* TASK DESCRIPTION
Can you rewrite the Pexip business update between "What we can" and "What happened there?", inclusive, with "human translators" changed to "professional interpreters"?

* EXTRACTED TEXT
## START
What we can now do is that we can pilot, we can-- you can do live translation based on AI technology without connecting to a public cloud service. This is because Pexip's server-side processing technology enables these AI features in private or sovereign clouds and even self-hosted environments. This is something that some of our large public sector customers really have been looking for, looking for, as data privacy and control are their top priorities. The savings some of these organizations can get from the, from reducing the use of human translators are enormous. The more common features, such as noise reduction, gaze correction, screen composition optimization, and so on, are also on the roadmap. Recently, we launched a short video that gives some more details on what we are doing together with NVIDIA and Oops! What happened there?
Recently, we launched a short video and a blog post that gives more details on what we're doing together with NVIDIA on the AI side. The video is available on YouTube and through our website and on various social media channels. So take a look at that if you want to get some more insights into what we do here. A few words about our business and our business areas. Our focus is really on two attractive markets, where we see that we can take leadership positions based on the unique and differentiated technology that we have. We take a very collaborative approach to the ecosystem, and we aim to be partnering with leading technology players to complement their solutions and broaden the reach for Pexip's technology.
I strongly believe that Pexip's market and technology positions have been strengthened during the second quarter within both Connected Spaces and Secure and Custom solutions. Within Connected Spaces, the new features launched recently, together with our FedRAMP approval and Poly partnership, have solidified our position as a leader. We also understood this week that BlueJeans has communicated a withdrawal from this market, which could open up an opportunity to further increase market share. Within Secure and Custom, the uniqueness of our flexible hosting functionality, the increased focus on data security, privacy, and control, and of course, the new relationship to Poly, give us a leadership position in a market that is developing very favorably. Let me illustrate the relevance of the secure and private solutions with an example from Norway. In May, the Norwegian National Security Agency, NSM, published their updated security recommendations for Norway.
This covered a lot of areas, including cybersecurity and digital infrastructure. The recommendation with respect to avoiding public cloud services and instead establish national and regional data centers for data worth protecting is crystal clear. Norway is not unique in this respect, and there is an increasing awareness across countries on establishing secure and sovereign data services for public services. Several countries are issuing specific recommendations and regulations in this area. Pexip has a unique capability to serve this market due to our self-hosted offering, allowing customers or Pexip to easily host multiple private and sovereign solutions. In the U.S., our government cloud solution that was FedRAMP and StateRAMP authorized in Q2 is developing well. This solution allows U.S. government customers to use a Pexip-provided cloud service, called Pexip Government Cloud, as a supplement to our self-hosted offering.
## END
* EXTRACTED DATA
## START
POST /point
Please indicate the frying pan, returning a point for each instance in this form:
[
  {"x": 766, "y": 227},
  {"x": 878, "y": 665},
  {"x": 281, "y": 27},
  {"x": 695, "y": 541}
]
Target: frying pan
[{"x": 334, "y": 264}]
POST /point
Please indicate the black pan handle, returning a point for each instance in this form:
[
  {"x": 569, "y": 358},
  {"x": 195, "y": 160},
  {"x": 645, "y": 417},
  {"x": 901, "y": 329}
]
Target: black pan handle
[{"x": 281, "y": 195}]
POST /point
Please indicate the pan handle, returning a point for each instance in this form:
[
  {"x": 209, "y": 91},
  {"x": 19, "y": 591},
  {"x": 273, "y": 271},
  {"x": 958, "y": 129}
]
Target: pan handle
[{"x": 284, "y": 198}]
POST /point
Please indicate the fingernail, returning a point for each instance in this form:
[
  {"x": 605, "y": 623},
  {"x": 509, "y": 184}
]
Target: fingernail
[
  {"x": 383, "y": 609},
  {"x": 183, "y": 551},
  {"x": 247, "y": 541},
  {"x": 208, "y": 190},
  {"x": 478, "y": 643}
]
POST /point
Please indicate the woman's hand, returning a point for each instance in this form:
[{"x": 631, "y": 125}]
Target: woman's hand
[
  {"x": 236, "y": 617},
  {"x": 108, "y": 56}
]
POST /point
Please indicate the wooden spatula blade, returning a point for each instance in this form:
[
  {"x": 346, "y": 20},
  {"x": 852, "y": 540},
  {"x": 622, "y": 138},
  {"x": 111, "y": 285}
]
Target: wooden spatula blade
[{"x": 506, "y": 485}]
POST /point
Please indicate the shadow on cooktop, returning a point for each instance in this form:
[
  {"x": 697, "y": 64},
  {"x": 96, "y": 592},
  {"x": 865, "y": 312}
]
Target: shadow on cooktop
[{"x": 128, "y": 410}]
## END
* EXERCISE RESPONSE
What we can now do is that we can pilot, we can-- you can do live translation based on AI technology without connecting to a public cloud service. This is because Pexip's server-side processing technology enables these AI features in private or sovereign clouds and even self-hosted environments. This is something that some of our large public sector customers really have been looking for, looking for, as data privacy and control are their top priorities. The savings some of these organizations can get from the, from reducing the use of professional interpreters are enormous. The more common features, such as noise reduction, gaze correction, screen composition optimization, and so on, are also on the roadmap. Recently, we launched a short video that gives some more details on what we are doing together with NVIDIA and Oops! What happened there?